Selected passage
There are two primary barriers that prevent the automotive industry from making more progress on Agile and DevOps.

One major organizational challenge is changing the culture to ensure that business cooperates with IT from the start.

Our research has found that about 80% of development projects are IT-led and IT-sponsored, without early involvement of business stakeholders.

If companies can change their culture and mindset to ensure early business and IT collaboration, they will dramatically increase the likelihood of Agile and DevOps success.

In addition to cultural change, automotive companies need to make sure that their employees are trained in new ways of working. This retraining must extend throughout the organization so that all stakeholders have a good understanding of these new ways of working.

While our survey shows that many companies are confident — perhaps overconfident — in their ability to master rapid experimentation, the reality is that Agile and DevOps techniques are hard to master. Even companies that purport to have flexible, Agile teams may still rely on the same old structured, rigid waterfall development methods inside those teams.

There are practical steps that automotive companies can take to improve their Agile and DevOps skills. Companies can work faster and scale quicker while meeting the demands of global markets by implementing Agile on a distributed basis.

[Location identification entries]
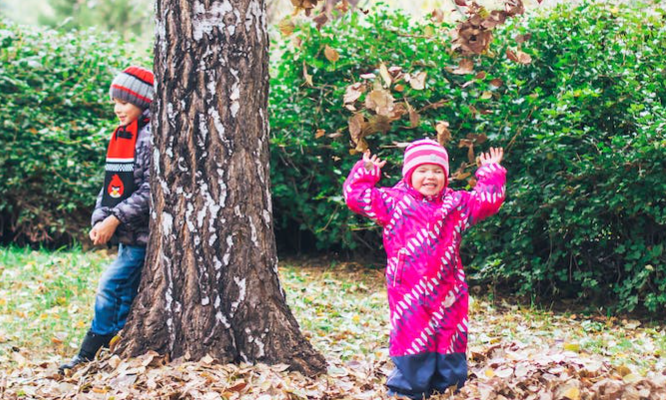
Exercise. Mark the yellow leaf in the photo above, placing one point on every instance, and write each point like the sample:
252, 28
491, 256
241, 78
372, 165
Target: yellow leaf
331, 54
308, 78
575, 347
383, 71
573, 393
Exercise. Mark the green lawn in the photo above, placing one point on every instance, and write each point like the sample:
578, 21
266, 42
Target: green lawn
46, 303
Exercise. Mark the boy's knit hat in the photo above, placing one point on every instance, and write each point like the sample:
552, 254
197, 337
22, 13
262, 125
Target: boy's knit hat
424, 151
134, 85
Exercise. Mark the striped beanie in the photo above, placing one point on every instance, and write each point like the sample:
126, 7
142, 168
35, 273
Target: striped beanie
424, 151
134, 85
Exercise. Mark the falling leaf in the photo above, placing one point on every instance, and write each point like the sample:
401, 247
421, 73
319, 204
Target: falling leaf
355, 127
418, 82
465, 67
331, 54
353, 92
286, 27
380, 101
443, 133
383, 72
308, 77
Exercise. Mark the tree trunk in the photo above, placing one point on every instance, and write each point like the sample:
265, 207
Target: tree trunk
210, 284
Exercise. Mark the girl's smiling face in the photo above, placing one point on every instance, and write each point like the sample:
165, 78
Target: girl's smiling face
126, 112
428, 179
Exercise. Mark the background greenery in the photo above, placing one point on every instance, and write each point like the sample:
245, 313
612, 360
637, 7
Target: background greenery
582, 126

Directions
a: List each benefit that the automotive Agile and DevOps passage says companies gain by implementing Agile on a distributed basis.
b: Carry on the automotive Agile and DevOps passage from its final sentence.

Solved tasks
a:
- Working faster
- Scaling quicker
- Meeting the demands of global markets

b:
“Companies need to become more dynamic and nimbler,” Uniyal said. “To react faster to changing markets and come up with improved products and services, companies need to have a culture of rapid experimentation, quick development, prototyping and validation. To accomplish this, they need to be able to visualize their end-to-end value chain. This is a major challenge in legacy organizations where the value chain may be fragmented. The best way to overcome this issue is by implementing Lean.”

Digital transformation accelerator No. 2: automation and AI

AI and automation have the potential to radically transform existing business models and unlock new opportunities in the automotive industry, particularly with autonomous and shared mobility.

What distinguishes visionaries from their peers when it comes to AI and automation? Our survey found that visionaries are more likely to have developed and started to implement well-articulated strategies and initiatives for AI, RPA and IT automation. They also tend to approach automation and AI as ways to amplify human capabilities rather than just reduce headcount and costs. Their employees have the skills to implement automation and AI technologies in ways that advance corporate strategic goals.

That said, automotive companies at all stages of their digital transformation journeys are grappling with the ethical implications and opacity of artificial intelligence.

“We need a paradigm shift in how we interact with AI and automation,” said John Gikopoulos, global head of AI and automation at Infosys. “We should apply ethics and control at the personal level, rather than expecting a process, a machine or laws to govern these technologies once they are out in the world.”

Ethics are particularly a concern with autonomous driving, where algorithms must sometimes make life-or-death decisions. And there isn’t always a consensus on the ethical foundations underpinning those decisions. Machine ethics research published in the journal Nature found that moral principles that influence autonomous vehicle actions vary by country.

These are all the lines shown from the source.